Task description
Tally the lines in the data below that contain the string "shoveled". Reply with the count alone.

Data
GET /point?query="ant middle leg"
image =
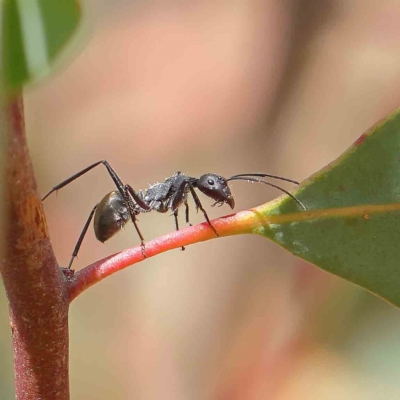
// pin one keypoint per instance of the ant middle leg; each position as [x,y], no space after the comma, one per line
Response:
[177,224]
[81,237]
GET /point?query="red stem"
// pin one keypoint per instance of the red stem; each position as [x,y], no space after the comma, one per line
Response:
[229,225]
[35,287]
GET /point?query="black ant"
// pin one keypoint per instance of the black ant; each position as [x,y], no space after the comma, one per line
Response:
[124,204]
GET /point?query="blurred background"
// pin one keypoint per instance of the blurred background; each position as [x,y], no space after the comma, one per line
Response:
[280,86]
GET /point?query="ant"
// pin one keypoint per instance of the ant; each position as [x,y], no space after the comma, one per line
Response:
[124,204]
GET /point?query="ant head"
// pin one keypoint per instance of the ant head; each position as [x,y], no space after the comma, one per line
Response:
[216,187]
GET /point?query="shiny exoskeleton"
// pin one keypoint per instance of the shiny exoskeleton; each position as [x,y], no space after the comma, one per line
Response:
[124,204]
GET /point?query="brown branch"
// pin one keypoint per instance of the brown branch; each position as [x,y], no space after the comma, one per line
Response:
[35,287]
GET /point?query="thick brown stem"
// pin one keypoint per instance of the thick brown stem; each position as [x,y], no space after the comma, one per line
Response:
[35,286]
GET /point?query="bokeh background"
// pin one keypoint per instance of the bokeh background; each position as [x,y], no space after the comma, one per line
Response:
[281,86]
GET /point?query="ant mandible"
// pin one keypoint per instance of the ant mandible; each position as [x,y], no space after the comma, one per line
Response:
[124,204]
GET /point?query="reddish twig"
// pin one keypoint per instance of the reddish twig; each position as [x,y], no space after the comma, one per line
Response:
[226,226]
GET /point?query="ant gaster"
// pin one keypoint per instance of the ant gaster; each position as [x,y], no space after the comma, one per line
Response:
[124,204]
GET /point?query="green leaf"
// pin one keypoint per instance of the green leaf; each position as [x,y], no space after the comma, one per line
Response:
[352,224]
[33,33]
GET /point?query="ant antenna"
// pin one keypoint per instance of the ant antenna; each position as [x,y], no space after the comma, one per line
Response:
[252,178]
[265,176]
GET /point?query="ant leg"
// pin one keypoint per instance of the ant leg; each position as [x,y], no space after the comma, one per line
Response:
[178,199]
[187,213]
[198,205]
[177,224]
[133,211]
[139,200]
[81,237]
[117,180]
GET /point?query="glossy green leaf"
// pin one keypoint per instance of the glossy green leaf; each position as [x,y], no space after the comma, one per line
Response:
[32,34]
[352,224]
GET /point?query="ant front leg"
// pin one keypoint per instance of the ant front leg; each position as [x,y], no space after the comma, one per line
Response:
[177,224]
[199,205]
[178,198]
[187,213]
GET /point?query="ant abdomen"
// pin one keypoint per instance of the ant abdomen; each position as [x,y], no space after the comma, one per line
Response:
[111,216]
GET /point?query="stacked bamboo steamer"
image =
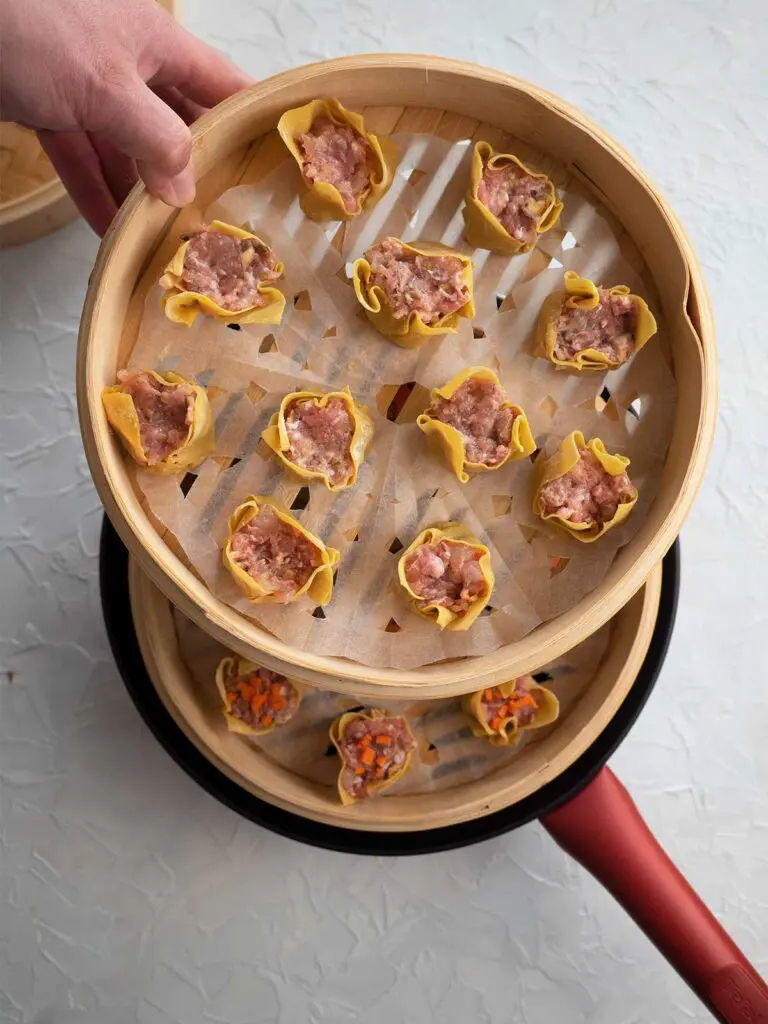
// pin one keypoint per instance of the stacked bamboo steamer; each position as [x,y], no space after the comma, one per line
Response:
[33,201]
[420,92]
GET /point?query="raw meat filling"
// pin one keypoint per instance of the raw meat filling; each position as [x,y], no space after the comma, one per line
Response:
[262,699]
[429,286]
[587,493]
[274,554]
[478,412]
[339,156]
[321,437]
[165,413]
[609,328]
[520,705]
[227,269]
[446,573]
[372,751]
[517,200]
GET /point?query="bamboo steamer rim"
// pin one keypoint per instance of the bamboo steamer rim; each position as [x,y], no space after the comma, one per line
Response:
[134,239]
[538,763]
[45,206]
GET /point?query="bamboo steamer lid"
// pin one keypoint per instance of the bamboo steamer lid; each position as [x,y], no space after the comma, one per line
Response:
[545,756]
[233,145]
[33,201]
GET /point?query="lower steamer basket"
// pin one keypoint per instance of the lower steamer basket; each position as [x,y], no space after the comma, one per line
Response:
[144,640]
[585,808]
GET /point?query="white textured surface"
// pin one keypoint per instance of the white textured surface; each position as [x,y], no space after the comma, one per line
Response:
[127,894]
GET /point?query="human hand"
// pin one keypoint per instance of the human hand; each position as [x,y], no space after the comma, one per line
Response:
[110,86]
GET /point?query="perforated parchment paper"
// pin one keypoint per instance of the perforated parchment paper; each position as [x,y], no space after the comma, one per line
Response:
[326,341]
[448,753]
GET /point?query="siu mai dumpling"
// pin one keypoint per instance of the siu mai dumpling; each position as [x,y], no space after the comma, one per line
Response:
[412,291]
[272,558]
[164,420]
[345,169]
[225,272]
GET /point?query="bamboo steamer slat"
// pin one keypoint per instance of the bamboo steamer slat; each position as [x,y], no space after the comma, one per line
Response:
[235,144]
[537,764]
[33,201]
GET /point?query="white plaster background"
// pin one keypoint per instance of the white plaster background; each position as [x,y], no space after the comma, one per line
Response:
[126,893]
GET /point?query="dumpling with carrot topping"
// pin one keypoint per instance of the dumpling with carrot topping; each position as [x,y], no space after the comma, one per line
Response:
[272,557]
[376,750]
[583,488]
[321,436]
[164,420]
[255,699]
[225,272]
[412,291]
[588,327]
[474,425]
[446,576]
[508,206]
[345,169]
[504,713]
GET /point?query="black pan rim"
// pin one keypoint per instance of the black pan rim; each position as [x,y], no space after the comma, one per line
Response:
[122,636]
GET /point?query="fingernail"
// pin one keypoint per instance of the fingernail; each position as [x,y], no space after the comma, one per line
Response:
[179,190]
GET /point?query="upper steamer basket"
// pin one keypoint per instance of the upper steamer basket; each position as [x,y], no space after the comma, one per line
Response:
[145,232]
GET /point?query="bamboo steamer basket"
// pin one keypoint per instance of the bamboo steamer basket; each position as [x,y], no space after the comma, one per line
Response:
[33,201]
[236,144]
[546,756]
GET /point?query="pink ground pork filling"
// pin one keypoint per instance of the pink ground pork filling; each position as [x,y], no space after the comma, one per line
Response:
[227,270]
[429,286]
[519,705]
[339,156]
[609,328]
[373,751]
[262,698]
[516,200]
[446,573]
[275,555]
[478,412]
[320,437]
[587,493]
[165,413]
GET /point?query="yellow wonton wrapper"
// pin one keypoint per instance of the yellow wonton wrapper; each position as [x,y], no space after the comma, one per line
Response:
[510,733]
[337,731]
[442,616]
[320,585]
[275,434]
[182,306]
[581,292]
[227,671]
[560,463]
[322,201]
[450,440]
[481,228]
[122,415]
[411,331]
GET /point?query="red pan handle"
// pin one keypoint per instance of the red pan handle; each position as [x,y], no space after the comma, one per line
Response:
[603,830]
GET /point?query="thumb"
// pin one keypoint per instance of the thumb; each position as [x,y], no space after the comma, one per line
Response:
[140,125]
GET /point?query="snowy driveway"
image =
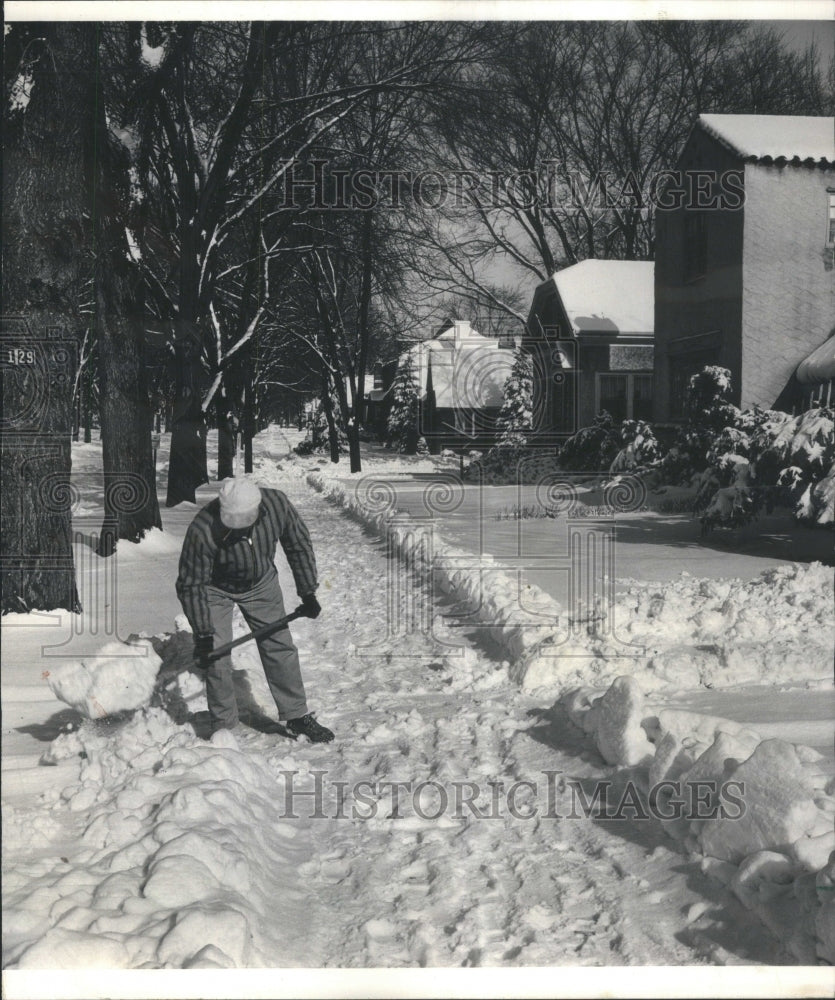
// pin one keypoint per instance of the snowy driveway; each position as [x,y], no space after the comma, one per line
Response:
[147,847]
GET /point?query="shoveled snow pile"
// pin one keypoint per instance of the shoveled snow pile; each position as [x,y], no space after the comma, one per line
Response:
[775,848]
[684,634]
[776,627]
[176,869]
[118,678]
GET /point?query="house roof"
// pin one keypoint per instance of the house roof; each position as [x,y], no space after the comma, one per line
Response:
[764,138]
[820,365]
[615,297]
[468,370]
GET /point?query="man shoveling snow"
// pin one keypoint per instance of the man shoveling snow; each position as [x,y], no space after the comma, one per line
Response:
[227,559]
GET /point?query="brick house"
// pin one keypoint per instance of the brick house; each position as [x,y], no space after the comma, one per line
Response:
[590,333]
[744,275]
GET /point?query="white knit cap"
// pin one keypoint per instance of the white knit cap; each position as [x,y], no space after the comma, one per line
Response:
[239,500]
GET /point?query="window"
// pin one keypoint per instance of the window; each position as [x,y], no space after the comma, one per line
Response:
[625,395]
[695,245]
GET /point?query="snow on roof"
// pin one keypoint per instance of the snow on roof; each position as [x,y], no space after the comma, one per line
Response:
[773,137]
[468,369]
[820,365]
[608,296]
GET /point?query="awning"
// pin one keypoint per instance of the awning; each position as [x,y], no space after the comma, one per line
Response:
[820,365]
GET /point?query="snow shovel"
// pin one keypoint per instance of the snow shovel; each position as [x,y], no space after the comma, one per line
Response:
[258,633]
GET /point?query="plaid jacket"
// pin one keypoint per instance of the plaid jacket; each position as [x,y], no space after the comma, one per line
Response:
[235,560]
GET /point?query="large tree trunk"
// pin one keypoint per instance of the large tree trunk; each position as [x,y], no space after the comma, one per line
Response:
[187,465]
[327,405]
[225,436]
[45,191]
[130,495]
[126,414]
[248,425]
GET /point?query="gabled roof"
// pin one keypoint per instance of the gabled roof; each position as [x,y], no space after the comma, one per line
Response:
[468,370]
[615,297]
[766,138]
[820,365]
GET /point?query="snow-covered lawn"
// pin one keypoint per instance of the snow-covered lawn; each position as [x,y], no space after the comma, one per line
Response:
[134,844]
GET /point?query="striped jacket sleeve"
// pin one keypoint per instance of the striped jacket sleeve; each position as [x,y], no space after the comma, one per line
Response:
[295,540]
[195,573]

Output
2